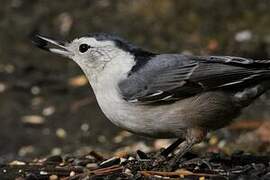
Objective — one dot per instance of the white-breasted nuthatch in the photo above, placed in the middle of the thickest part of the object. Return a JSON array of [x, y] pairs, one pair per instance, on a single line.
[[164, 95]]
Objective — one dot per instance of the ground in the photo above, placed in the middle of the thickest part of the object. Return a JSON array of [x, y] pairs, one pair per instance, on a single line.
[[47, 107]]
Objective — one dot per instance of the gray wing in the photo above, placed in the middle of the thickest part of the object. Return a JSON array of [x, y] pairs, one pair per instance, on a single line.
[[167, 78]]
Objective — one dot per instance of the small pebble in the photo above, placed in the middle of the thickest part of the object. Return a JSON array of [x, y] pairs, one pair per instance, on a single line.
[[92, 166], [43, 173], [61, 133], [54, 159], [110, 162], [53, 177], [17, 163], [72, 173], [33, 119]]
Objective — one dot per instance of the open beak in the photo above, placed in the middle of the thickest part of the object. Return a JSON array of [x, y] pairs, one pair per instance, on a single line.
[[54, 46]]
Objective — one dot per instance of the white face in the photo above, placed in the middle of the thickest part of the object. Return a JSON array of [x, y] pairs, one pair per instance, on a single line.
[[85, 51], [92, 52]]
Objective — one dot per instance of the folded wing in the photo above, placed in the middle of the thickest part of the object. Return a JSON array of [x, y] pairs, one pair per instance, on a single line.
[[168, 78]]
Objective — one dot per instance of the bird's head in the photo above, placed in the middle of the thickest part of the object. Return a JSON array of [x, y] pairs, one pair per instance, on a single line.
[[91, 51]]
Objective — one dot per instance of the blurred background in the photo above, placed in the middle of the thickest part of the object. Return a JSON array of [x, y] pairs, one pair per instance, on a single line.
[[47, 106]]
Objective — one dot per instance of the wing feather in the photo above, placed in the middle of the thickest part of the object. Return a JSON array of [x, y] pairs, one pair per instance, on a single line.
[[174, 77]]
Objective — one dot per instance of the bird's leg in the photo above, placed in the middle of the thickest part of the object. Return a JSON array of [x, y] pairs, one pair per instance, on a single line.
[[193, 136], [171, 148]]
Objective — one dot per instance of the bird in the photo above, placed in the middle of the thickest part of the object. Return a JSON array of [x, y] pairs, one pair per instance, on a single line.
[[164, 95]]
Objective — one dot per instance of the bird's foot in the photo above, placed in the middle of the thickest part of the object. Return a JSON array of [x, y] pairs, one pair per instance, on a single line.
[[197, 162]]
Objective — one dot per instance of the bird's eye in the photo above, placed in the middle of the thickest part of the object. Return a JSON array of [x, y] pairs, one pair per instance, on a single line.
[[84, 47]]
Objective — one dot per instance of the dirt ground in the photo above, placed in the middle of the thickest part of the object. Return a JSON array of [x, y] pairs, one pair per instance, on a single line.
[[47, 107]]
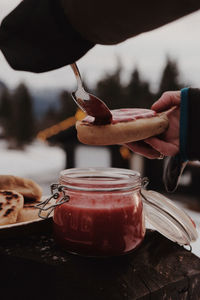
======
__WHAT YOU WILL DO__
Convert the material above into a Markdown table with the columns "Line" and "Text", one numbered row per line. Leave out the pictures and any blank lines.

__ANSWER TO THE TASK__
| Line | Text |
|---|---|
| 1 | Objective — one dot per instance of the white-breasted nuthatch in the photo above, placed in the middle of the thickest part of the object. Return a JSON array of [x, y] pairs, one pair per instance, on a single line. |
| 2 | [[164, 95]] |
| 3 | Objective — one dot per instance of the ground in the photo above, placed in the middle of the thickest part of the object. Return a JSON array of [x, y] pairs, one pair per instance, on a single line. |
| 4 | [[47, 107]] |
| 5 | Objective — one dot per instance of the gray wing in the photo above, placed in the middle of the thickest part of the object. Return a JSON array of [x, y] pairs, one pair per instance, on a single line. |
| 6 | [[167, 78]] |
| 7 | Objective — one dot per instance of the small pebble in the photo above, placed in the middle of the thickest part of the object. Return a JSON array of [x, y] pairs, one pair per instance, on a single line. |
| 8 | [[92, 166], [43, 173], [61, 133], [54, 159], [110, 162], [53, 177], [17, 163], [72, 173], [33, 119]] |
| 9 | Objective — one dot per instance of the open beak in the photo above, placed in the middle of the thickest part of the object. Return a JSON array of [x, y] pairs, one pair per instance, on a single line. |
| 10 | [[54, 46]] |
| 11 | Objective — one dot per instance of the white face in the photo above, placed in the middle of the thickest part of the object. Return a JSON array of [x, y] pairs, one pair per instance, on a single line. |
| 12 | [[85, 51], [92, 52]] |
| 13 | Objective — one dot per instance of the folded wing in the photo above, placed in the middle of the thickest part of the object. Return a JSON array of [x, y] pairs, one pair per instance, on a single line. |
| 14 | [[168, 78]] |
| 15 | Objective — one dot per instance of the bird's head in the photo above, placed in the middle of the thickest part of the object. Return a JSON array of [x, y] pairs, one pair per instance, on a single line. |
| 16 | [[91, 51]] |
| 17 | Objective — one dot per instance of the blurred background in the photo above, placed in the middle of the thickest part of the object. Return a JSON array of [x, y] pairs, one pair per instance, on a single line. |
| 18 | [[47, 106]] |
| 19 | Objective — one dot per instance of the wing feather in the photo above, placed in the middle of the thickest part of the object. Return a JSON array of [x, y] pairs, one pair per instance, on a single line. |
| 20 | [[174, 77]] |
| 21 | Objective — one dot per instance of the bird's leg in the photo above, placed in the middle of the thickest part of the object. Return a JSON array of [x, y] pairs, one pair per instance, on a single line. |
| 22 | [[193, 136], [171, 148]] |
| 23 | Objective — one dot per instance of the bird in the photo above, placed in the middle of the thickest part of the object. Return a JSON array of [x, y] pairs, one pair per instance, on a single line. |
| 24 | [[164, 95]] |
| 25 | Objective — one dot per instance of the bird's foot in the photo above, placed in the middle of the thickest part of the object. Return a JSON array of [x, y] pairs, one pair per instance, on a single line. |
| 26 | [[197, 162]] |
| 27 | Objective — one dot per instance of the bird's eye in the photo above, placed in the middle of the thickest part of the object. Return a JSON array of [x, y] pairs, one pair per instance, on a single line. |
| 28 | [[84, 47]] |
| 29 | Objective — one dot per instance of the dirt ground in the photo above, placed in the middle of the thickest part of the object. Return a JSON array of [x, y] pairs, one pair per instance, on a single line. |
| 30 | [[47, 107]] |